■ **Assigned task**: The expected answer comprises all lines from the entries that contain the string "shirt".

[Region pointing data]
===

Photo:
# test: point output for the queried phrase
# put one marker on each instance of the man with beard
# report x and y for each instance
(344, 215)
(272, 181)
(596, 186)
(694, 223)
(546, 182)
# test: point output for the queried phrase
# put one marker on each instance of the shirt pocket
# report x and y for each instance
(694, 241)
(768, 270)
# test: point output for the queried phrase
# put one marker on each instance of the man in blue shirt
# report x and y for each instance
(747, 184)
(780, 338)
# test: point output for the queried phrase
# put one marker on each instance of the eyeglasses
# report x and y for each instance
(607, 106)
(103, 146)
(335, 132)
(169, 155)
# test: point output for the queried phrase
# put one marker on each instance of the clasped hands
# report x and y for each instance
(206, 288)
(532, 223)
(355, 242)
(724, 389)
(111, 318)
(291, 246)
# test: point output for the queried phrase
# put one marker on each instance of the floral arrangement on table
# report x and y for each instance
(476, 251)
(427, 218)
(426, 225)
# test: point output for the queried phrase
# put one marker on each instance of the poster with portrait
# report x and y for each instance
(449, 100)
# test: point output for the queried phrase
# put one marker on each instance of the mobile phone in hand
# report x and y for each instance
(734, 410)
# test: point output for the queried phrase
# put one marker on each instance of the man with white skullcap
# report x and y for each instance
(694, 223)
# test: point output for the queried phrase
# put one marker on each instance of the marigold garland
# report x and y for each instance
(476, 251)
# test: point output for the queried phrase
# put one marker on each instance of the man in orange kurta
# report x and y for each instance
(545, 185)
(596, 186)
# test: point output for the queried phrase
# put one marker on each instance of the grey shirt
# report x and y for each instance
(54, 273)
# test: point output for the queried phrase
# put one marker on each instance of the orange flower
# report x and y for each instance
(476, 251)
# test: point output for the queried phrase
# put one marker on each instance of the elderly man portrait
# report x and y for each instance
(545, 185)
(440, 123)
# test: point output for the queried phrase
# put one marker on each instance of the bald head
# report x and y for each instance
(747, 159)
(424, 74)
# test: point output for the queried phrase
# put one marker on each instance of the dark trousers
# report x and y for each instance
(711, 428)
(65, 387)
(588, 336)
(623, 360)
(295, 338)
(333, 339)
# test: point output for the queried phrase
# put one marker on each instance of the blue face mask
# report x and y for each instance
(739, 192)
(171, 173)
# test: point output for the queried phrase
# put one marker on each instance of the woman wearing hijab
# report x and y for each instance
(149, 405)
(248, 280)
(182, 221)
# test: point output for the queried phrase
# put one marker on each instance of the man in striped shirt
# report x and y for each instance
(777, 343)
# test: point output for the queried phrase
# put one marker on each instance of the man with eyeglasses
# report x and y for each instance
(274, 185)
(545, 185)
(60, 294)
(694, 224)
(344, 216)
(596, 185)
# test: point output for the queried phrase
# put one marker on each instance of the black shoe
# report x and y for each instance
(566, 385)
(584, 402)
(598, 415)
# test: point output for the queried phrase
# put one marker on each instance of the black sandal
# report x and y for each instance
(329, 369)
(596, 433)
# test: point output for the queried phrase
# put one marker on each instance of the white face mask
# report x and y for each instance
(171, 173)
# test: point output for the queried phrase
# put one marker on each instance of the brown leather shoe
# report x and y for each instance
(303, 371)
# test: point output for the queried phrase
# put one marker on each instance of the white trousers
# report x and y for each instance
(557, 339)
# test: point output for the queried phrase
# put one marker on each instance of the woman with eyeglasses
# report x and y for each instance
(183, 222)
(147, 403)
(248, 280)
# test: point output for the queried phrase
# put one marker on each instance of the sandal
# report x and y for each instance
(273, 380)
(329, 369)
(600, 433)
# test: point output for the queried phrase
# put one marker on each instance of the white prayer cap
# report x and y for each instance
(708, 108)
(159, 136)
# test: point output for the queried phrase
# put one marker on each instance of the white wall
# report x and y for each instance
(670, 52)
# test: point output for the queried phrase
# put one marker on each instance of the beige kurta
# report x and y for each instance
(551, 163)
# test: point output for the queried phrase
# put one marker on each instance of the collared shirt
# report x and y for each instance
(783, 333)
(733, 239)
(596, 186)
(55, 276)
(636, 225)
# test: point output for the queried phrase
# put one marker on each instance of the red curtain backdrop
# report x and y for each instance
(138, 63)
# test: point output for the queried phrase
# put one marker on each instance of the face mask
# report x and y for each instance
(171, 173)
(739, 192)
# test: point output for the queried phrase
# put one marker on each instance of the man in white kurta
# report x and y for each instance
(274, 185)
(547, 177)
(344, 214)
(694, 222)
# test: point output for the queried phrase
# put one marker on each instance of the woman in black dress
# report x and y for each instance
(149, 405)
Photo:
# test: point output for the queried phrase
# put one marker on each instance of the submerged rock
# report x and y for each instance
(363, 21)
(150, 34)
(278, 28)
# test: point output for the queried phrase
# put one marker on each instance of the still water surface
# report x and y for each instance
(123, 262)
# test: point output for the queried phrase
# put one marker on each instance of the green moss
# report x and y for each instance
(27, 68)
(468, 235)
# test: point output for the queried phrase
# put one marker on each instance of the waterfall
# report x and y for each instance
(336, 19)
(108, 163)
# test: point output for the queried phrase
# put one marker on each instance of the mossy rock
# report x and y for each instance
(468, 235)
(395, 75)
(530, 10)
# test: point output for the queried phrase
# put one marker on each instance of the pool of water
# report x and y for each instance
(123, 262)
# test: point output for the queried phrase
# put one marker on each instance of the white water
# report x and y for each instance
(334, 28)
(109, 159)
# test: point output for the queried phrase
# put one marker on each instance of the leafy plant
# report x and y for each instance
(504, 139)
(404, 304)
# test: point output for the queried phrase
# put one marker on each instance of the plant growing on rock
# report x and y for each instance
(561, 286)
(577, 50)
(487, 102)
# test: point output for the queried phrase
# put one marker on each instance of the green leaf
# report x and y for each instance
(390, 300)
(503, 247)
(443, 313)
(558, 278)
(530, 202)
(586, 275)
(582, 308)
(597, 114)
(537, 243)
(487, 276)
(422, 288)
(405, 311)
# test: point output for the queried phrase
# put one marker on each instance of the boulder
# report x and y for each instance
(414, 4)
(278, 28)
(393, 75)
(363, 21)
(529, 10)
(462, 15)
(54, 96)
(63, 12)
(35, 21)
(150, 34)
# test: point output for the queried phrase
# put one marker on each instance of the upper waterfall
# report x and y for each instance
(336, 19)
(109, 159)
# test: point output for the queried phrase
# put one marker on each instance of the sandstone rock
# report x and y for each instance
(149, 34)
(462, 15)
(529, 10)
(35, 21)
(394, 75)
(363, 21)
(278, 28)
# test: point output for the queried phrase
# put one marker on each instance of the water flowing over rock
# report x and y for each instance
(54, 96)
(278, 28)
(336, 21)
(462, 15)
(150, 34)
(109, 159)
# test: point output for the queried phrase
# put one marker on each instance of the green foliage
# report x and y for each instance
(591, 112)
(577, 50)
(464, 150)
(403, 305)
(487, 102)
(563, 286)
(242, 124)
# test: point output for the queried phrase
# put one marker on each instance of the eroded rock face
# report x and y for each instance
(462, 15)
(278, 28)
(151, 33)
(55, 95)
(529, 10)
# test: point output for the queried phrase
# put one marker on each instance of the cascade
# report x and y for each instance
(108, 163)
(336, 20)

===

■ **Output of the exercise**:
# put one marker on each instance of the shirt pocket
# put one marker on each instance of the man in blue shirt
# put one marker on each instance of the grey shirt
# put one marker on each instance of the man in striped shirt
# put one marker on each instance of the collared shirt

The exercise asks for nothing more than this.